- **Brief**
Take every line of the material and reproduce it exactly.
*** Block opens ***
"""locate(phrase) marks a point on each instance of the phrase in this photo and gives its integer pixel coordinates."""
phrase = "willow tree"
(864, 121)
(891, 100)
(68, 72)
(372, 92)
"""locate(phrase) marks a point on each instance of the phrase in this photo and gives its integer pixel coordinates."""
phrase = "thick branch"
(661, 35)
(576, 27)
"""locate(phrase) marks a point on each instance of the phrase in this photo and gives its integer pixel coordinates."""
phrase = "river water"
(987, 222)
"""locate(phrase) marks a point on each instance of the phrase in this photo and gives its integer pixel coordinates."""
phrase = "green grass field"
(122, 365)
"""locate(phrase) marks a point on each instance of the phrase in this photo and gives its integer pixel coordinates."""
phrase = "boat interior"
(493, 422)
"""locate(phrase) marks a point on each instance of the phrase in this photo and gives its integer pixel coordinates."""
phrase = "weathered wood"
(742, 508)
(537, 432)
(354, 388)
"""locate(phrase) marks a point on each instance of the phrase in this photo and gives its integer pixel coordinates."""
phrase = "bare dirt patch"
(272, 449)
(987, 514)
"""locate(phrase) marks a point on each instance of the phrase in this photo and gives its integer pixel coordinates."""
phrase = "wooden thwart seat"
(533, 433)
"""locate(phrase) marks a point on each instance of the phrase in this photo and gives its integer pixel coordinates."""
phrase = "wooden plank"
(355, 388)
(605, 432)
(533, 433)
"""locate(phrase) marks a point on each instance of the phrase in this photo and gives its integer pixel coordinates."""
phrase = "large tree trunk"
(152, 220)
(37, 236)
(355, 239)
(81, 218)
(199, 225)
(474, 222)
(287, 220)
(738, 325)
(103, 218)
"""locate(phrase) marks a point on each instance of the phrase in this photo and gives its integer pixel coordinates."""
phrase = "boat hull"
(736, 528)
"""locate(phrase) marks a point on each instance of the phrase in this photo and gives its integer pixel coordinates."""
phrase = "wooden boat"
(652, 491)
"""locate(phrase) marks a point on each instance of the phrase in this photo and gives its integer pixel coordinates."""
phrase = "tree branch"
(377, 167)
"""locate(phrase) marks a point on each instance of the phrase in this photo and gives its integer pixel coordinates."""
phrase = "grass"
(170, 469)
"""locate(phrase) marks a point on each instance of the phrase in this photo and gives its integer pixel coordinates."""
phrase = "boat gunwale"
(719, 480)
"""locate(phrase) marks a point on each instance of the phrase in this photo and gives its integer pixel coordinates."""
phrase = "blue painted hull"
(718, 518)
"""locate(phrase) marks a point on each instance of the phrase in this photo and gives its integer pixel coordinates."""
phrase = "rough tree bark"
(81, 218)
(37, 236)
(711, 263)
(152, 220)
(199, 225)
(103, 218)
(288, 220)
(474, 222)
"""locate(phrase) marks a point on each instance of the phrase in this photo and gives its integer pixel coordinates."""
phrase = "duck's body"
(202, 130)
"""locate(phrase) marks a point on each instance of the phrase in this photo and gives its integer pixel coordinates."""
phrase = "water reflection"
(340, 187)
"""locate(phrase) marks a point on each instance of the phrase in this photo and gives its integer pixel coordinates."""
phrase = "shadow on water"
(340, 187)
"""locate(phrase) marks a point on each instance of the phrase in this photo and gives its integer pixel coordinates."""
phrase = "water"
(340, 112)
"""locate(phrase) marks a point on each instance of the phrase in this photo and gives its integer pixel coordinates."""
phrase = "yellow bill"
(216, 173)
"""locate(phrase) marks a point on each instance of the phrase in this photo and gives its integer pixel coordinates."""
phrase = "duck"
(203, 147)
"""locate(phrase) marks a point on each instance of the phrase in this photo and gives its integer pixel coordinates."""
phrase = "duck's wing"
*** Block closes ***
- **Response to the exercise**
"""locate(phrase) marks a point on each instance of the phrase in this photo and gives its integer pixel coordinates."""
phrase = "willow tree"
(864, 121)
(891, 100)
(68, 72)
(372, 92)
"""locate(phrase) marks a point on each instance of the phrase in this photo and gives its integer pixel coordinates."""
phrase = "thick branch"
(661, 35)
(576, 27)
"""locate(phrase) marks a point on each instance of the phrase in this photo and gives its integer pixel coordinates."""
phrase = "river water"
(987, 222)
"""locate(phrase) marks a point on each instance of the phrase in this photo and gives its integer pixel coordinates."""
phrase = "green grass field"
(122, 365)
"""locate(phrase) marks a point on each instance of the phrase in this photo and gives its integer pixel coordinates."""
phrase = "boat interior"
(493, 422)
"""locate(phrase) marks a point on each instance of the phrase in this photo and gives its integer pixel coordinates."""
phrase = "weathered wood"
(742, 508)
(537, 432)
(354, 388)
"""locate(phrase) marks a point on each instance of the phrase in this photo and gives its integer pixel coordinates."""
phrase = "bare dirt patch"
(272, 449)
(987, 514)
"""locate(phrase) marks a point on each instance of the phrase in this photo and gives its integer pixel coordinates."""
phrase = "wooden thwart seat"
(533, 433)
"""locate(phrase) marks a point on each instance of the phrase in this photo and gives its integer pixel coordinates."""
phrase = "wooden plank"
(355, 388)
(605, 432)
(533, 433)
"""locate(phrase) marks a point on each instance of the phrase in this photo and gives its integer pixel coordinates."""
phrase = "large tree trunk"
(152, 220)
(37, 236)
(355, 239)
(81, 218)
(199, 225)
(474, 222)
(287, 220)
(738, 325)
(103, 218)
"""locate(phrase) marks a point on each instance of the phrase in this photo and gives its integer pixel coordinates."""
phrase = "boat hull"
(736, 528)
"""locate(phrase) marks a point on each instance of the phrase in this photo and gives its integer pixel coordinates."""
phrase = "wooden boat"
(652, 491)
"""locate(phrase) marks a point on each instance of the phrase in this photo and gives its integer pixel coordinates."""
phrase = "tree branch"
(377, 167)
"""locate(phrase) marks a point on each instance of the phrase in this photo and gives its integer pixel coordinates."""
phrase = "grass"
(170, 469)
"""locate(phrase) marks a point on each instance of the phrase in this photo and gives its integer pixel coordinates."""
phrase = "boat gunwale"
(719, 480)
"""locate(phrase) marks a point on each instance of the phrase in this photo and gives its integer pixel coordinates."""
phrase = "blue painted hull"
(718, 518)
"""locate(phrase) marks a point on each instance of the phrase in this photo and gives its integer pixel coordinates."""
phrase = "rough tree bark"
(81, 218)
(37, 236)
(711, 263)
(152, 220)
(199, 225)
(103, 218)
(288, 220)
(474, 222)
"""locate(phrase) marks a point on each instance of the phrase in this photo and gives its integer pixel coordinates."""
phrase = "duck's body"
(202, 130)
"""locate(phrase) marks a point on each instance of the phrase in this photo and gives its integer pixel coordinates."""
phrase = "water reflection"
(340, 187)
"""locate(phrase) marks a point on each instance of the phrase in this photo and gives its integer pixel coordinates."""
phrase = "shadow on water"
(340, 187)
"""locate(phrase) marks a point on each instance of the phrase in this photo and gives its integer pixel coordinates."""
phrase = "water"
(340, 112)
"""locate(phrase) marks a point on each instance of the phrase in this photo and gives its integer pixel coordinates."""
phrase = "yellow bill"
(216, 173)
"""locate(phrase) marks a point on each instance of the phrase in this photo and gives its integer pixel coordinates."""
phrase = "duck"
(203, 147)
"""locate(phrase) marks a point on each instance of the phrase in this photo and gives its integer pixel coordinates."""
phrase = "duck's wing"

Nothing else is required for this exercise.